RECORDS FOR THE EXERCISE
==================================================
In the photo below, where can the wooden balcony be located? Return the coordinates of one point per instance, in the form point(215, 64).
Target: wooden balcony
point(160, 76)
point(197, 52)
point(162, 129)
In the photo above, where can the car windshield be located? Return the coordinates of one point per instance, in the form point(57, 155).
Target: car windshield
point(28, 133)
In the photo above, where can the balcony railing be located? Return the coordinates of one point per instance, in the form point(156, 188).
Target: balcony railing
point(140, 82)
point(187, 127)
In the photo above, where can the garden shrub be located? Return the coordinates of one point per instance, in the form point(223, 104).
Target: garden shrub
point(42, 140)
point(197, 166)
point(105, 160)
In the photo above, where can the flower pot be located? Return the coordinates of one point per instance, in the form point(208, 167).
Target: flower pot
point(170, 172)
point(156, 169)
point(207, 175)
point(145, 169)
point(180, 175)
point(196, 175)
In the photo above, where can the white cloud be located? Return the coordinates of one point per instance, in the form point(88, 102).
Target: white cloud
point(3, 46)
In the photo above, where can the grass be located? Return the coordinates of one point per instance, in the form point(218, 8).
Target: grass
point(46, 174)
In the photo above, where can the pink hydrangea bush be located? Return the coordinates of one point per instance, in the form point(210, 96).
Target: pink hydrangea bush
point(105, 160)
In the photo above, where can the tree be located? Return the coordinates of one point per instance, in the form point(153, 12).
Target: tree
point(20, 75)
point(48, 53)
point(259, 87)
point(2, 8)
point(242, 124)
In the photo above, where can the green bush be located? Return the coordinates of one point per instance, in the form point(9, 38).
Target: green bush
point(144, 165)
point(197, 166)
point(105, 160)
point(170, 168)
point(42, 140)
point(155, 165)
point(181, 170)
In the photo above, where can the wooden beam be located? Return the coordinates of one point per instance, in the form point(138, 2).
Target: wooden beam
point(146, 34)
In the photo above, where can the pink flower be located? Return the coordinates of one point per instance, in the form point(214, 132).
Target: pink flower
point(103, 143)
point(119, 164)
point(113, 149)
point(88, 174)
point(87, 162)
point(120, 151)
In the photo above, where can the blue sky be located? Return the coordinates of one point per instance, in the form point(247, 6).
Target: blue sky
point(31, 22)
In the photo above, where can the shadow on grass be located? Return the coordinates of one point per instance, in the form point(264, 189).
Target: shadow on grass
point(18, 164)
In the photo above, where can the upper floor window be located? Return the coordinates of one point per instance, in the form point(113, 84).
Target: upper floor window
==================================================
WHAT THE TASK ASKS
Rewrite the material above, changing every "wooden" to "timber" and leaving everything else as it is.

WORKED SOLUTION
In the photo below, where can the timber balcony be located? Return the coordinates of one point per instance, in the form point(215, 64).
Target: timber balcony
point(160, 76)
point(197, 52)
point(162, 129)
In the photo above, where can the car windshield be located? Return the coordinates of one point per instance, in the form point(57, 155).
Target: car windshield
point(28, 133)
In the photo above, where can the balcony railing be located? Return the coordinates of one point per instance, in the form point(156, 188).
Target: balcony railing
point(140, 82)
point(187, 127)
In the photo above, where can the garden shrub be located? Return the coordinates of one point per instance, in the form point(223, 104).
Target: garden shrub
point(42, 140)
point(197, 166)
point(105, 160)
In the photo above, where can the flower pot be located? Return the coordinates of one point per instance, in the form point(208, 167).
Target: flower pot
point(170, 172)
point(156, 169)
point(207, 175)
point(145, 169)
point(180, 175)
point(196, 175)
In the photo above, where can the white cloud be located? Return the coordinates of one point per instance, in the form point(88, 102).
Target: white cloud
point(3, 46)
In the photo above, where can the grass be located? Return the coordinates of one point per instance, in the form point(218, 8).
Target: grass
point(46, 174)
In the photo above, where can the pink hydrangea bush be located? Return the coordinates of one point per instance, in the form point(210, 96).
Target: pink hydrangea bush
point(105, 160)
In the photo above, where can the tree be located? Return the coordinates of one point per instance, in the form point(153, 12).
Target: tree
point(20, 75)
point(48, 53)
point(259, 87)
point(2, 8)
point(242, 124)
In the photo above, where can the green bush be located? Return the coordinates of one point per instance, in the form point(9, 38).
Target: green bush
point(144, 165)
point(197, 166)
point(105, 160)
point(170, 168)
point(42, 140)
point(155, 165)
point(181, 170)
In the photo above, where can the timber beam be located? Return the coordinates of one point per instance, in the form point(138, 2).
Target: timber beam
point(146, 34)
In the photo above, where can the pink flower be located? Return the coordinates of one point per instance, in the form point(214, 132).
Target: pink flower
point(103, 143)
point(119, 164)
point(113, 149)
point(88, 174)
point(87, 162)
point(120, 151)
In the photo above, where can the blue sky be located? Return the coordinates of one point per instance, in the form point(247, 6).
Target: blue sky
point(31, 22)
In the photo above, where can the shadow on grass be located? Return the coordinates of one point per instance, in the form point(264, 189).
Target: shadow on grass
point(18, 164)
In the photo above, where can the upper floor window be located? Return the coordinates of one point per instance, in the form point(113, 84).
Target: upper floor window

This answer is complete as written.